* **Set problem**
Arrange the lines below as a Markdown table with two columns, Number and Line. Give each line its own row with a row number, and leave out any blank lines.

* **Listing**
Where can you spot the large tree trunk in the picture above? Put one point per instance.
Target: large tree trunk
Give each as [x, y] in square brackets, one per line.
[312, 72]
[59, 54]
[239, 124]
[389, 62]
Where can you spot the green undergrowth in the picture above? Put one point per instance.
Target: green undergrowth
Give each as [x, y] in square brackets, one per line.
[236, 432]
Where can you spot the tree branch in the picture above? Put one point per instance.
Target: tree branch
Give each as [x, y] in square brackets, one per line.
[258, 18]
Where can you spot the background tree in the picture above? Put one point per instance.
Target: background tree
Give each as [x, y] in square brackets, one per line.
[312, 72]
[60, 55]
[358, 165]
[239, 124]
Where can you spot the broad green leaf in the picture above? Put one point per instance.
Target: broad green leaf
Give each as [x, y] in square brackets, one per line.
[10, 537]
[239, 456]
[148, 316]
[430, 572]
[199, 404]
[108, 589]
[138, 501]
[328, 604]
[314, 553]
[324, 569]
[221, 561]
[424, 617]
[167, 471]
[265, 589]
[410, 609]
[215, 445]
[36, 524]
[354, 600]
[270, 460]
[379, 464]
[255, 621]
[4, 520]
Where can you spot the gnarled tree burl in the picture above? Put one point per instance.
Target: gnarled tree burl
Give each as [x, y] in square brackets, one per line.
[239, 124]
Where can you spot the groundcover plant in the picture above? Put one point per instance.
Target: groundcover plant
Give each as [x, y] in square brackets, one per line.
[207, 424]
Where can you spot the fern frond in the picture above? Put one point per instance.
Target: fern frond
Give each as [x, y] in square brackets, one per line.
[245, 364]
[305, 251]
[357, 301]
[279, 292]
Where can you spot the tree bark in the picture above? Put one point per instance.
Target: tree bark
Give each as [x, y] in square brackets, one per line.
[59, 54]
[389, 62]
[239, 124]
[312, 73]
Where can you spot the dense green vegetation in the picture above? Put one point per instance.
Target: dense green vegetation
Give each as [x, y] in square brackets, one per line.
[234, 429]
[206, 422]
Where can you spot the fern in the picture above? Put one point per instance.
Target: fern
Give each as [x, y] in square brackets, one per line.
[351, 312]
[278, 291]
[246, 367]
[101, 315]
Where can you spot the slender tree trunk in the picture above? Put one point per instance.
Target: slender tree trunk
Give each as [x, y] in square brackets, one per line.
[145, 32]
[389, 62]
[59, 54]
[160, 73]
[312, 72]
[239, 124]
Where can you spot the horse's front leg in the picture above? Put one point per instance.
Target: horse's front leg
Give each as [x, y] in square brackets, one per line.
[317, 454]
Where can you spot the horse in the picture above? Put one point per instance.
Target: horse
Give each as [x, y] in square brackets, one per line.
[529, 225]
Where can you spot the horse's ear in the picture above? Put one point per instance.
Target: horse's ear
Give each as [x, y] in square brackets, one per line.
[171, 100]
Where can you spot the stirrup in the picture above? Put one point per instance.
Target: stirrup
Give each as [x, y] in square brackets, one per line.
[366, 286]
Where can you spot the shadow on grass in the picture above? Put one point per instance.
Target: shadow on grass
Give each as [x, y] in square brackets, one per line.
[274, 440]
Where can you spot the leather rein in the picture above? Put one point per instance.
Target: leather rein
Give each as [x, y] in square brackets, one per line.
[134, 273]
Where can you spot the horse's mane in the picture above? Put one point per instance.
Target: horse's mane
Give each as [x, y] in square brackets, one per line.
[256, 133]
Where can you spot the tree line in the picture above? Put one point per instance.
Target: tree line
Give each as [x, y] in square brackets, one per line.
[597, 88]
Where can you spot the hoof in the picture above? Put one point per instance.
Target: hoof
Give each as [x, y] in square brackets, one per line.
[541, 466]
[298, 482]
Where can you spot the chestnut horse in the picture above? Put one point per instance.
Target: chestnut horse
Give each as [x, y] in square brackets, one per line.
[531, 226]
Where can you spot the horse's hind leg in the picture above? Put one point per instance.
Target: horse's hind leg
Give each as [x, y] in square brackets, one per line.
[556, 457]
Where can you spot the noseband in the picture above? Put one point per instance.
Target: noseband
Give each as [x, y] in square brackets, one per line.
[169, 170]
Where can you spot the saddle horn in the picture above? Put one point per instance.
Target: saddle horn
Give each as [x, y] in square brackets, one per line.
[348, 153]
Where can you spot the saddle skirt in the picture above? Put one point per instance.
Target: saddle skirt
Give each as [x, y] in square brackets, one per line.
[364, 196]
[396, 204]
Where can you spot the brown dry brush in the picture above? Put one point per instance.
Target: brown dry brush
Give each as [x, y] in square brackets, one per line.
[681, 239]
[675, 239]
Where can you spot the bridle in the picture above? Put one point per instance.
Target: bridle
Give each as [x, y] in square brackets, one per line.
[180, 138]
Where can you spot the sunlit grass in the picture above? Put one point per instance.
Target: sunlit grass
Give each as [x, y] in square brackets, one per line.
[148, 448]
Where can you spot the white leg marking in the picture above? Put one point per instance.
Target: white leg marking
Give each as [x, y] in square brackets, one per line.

* **Exercise solution**
| Number | Line |
|---|---|
| 1 | Where can you spot the large tree trunk in the picture above? Put one point per instance. |
| 2 | Target: large tree trunk |
| 3 | Give each as [x, y] in square brackets, one per line. |
| 4 | [312, 72] |
| 5 | [59, 54] |
| 6 | [239, 124] |
| 7 | [389, 62] |
| 8 | Where can you spot the green undergrowth in the picture above? Put one point per instance. |
| 9 | Target: green undergrowth |
| 10 | Give each as [x, y] in square brackets, one per line. |
| 11 | [236, 432] |
| 12 | Where can you spot the tree branch in the picture above? Put one point per instance. |
| 13 | Target: tree branch |
| 14 | Give each as [x, y] in square brackets, one per line. |
| 15 | [258, 18] |
| 16 | Where can you spot the background tree in the picture above? Put one point per instance. |
| 17 | Target: background tree |
| 18 | Give each as [x, y] in square brackets, one per line. |
| 19 | [312, 72] |
| 20 | [60, 55] |
| 21 | [358, 165] |
| 22 | [239, 124] |
| 23 | Where can you spot the broad green leaf in the picture above? Put one point per instance. |
| 24 | Target: broad green leaf |
| 25 | Give each as [x, y] in square brackets, one per line. |
| 26 | [10, 537] |
| 27 | [239, 456] |
| 28 | [148, 316] |
| 29 | [430, 572] |
| 30 | [199, 404] |
| 31 | [108, 589] |
| 32 | [138, 501] |
| 33 | [328, 604] |
| 34 | [314, 553] |
| 35 | [324, 569] |
| 36 | [221, 561] |
| 37 | [424, 617] |
| 38 | [167, 471] |
| 39 | [265, 589] |
| 40 | [410, 609] |
| 41 | [215, 445] |
| 42 | [36, 524] |
| 43 | [354, 600] |
| 44 | [270, 460] |
| 45 | [379, 464] |
| 46 | [255, 621] |
| 47 | [4, 520] |
| 48 | Where can you spot the gnarled tree burl in the picture above? Put one point per instance. |
| 49 | Target: gnarled tree burl |
| 50 | Give each as [x, y] in square brackets, one per line. |
| 51 | [239, 124] |
| 52 | Where can you spot the groundcover plant in the picture above? Put one point per instance. |
| 53 | Target: groundcover plant |
| 54 | Give each as [x, y] in square brackets, one per line. |
| 55 | [207, 424] |
| 56 | Where can you spot the fern frond in the picture above? Put one point per instance. |
| 57 | Target: fern frond |
| 58 | Give each as [x, y] in square brackets, one per line. |
| 59 | [245, 364] |
| 60 | [305, 251] |
| 61 | [357, 301] |
| 62 | [279, 292] |
| 63 | Where can you spot the tree bark in the picture above? Put one point per instance. |
| 64 | Target: tree bark |
| 65 | Give each as [x, y] in square brackets, one per line. |
| 66 | [59, 54] |
| 67 | [389, 62] |
| 68 | [239, 124] |
| 69 | [312, 73] |
| 70 | Where can you spot the dense green vegetation in the picture above? Put one point per instance. |
| 71 | Target: dense green vegetation |
| 72 | Give each as [x, y] in square brackets, one per line. |
| 73 | [234, 429] |
| 74 | [206, 422] |
| 75 | Where can you spot the fern in the picture above? Put one point per instance. |
| 76 | Target: fern |
| 77 | Give each as [x, y] in square brackets, one per line. |
| 78 | [351, 312] |
| 79 | [278, 291] |
| 80 | [246, 367] |
| 81 | [101, 315] |
| 82 | Where can you spot the slender tree trunk in the picture above? Put one point per instance. |
| 83 | Target: slender tree trunk |
| 84 | Give each as [x, y] in square brackets, one per line. |
| 85 | [145, 32] |
| 86 | [389, 62] |
| 87 | [59, 54] |
| 88 | [160, 73] |
| 89 | [312, 72] |
| 90 | [239, 124] |
| 91 | Where can you spot the horse's front leg in the picture above? Put one point per instance. |
| 92 | Target: horse's front leg |
| 93 | Give each as [x, y] in square brackets, one per line. |
| 94 | [317, 454] |
| 95 | Where can you spot the horse in the picture above? Put one point per instance. |
| 96 | Target: horse |
| 97 | Give each as [x, y] in square brackets, one per line. |
| 98 | [529, 225] |
| 99 | Where can you spot the horse's ear in the picture above? Put one point per instance. |
| 100 | Target: horse's ear |
| 101 | Give each as [x, y] in square brackets, one per line. |
| 102 | [171, 100] |
| 103 | Where can you spot the stirrup in the picture above? Put one point per instance. |
| 104 | Target: stirrup |
| 105 | Give each as [x, y] in square brackets, one per line. |
| 106 | [366, 286] |
| 107 | Where can you spot the shadow on grass in the picture above? Put one point per instance. |
| 108 | Target: shadow on grass |
| 109 | Give each as [x, y] in square brackets, one per line. |
| 110 | [274, 440] |
| 111 | Where can you spot the leather rein in the picture above? Put one point per instance. |
| 112 | Target: leather rein |
| 113 | Give each as [x, y] in square brackets, one per line. |
| 114 | [134, 273] |
| 115 | Where can you spot the horse's mane in the picture above? Put one point per instance. |
| 116 | Target: horse's mane |
| 117 | Give each as [x, y] in square brackets, one per line. |
| 118 | [256, 133] |
| 119 | Where can you spot the tree line in the picture above? Put one point per instance. |
| 120 | Target: tree line |
| 121 | Give each as [x, y] in square brackets, one per line. |
| 122 | [597, 88] |
| 123 | Where can you spot the hoof in the picture above? Put one point per instance. |
| 124 | Target: hoof |
| 125 | Give each as [x, y] in square brackets, one per line. |
| 126 | [541, 466] |
| 127 | [298, 482] |
| 128 | Where can you spot the chestnut horse in the picture above? Put one point per instance. |
| 129 | Target: chestnut horse |
| 130 | Give each as [x, y] in square brackets, one per line. |
| 131 | [531, 226] |
| 132 | Where can you spot the horse's hind leg in the picture above? Put one point per instance. |
| 133 | Target: horse's hind leg |
| 134 | Give each as [x, y] in square brackets, one per line. |
| 135 | [556, 457] |
| 136 | Where can you spot the noseband in the picture above? Put one point per instance. |
| 137 | Target: noseband |
| 138 | Give each as [x, y] in square brackets, one per line. |
| 139 | [169, 170] |
| 140 | Where can you spot the saddle horn in the picture above? Put one point per instance. |
| 141 | Target: saddle horn |
| 142 | Give each as [x, y] in square brackets, one per line. |
| 143 | [348, 153] |
| 144 | Where can you spot the saddle skirt in the picture above? Put one point per instance. |
| 145 | Target: saddle skirt |
| 146 | Give each as [x, y] in square brackets, one per line. |
| 147 | [364, 196] |
| 148 | [396, 204] |
| 149 | Where can you spot the brown dry brush in the picture above? Put one point per instance. |
| 150 | Target: brown dry brush |
| 151 | Give each as [x, y] in square brackets, one per line. |
| 152 | [681, 239] |
| 153 | [675, 239] |
| 154 | Where can you spot the bridle in the picture above? Put one point per instance. |
| 155 | Target: bridle |
| 156 | Give each as [x, y] in square brackets, one per line. |
| 157 | [180, 138] |
| 158 | Where can you spot the sunlit grass in the picture above? Put one point per instance. |
| 159 | Target: sunlit grass |
| 160 | Give each as [x, y] in square brackets, one per line. |
| 161 | [148, 448] |
| 162 | Where can you spot the white leg marking in the picture above? Put one point per instance. |
| 163 | Target: white leg marking |
| 164 | Give each as [x, y] in square brackets, one per line. |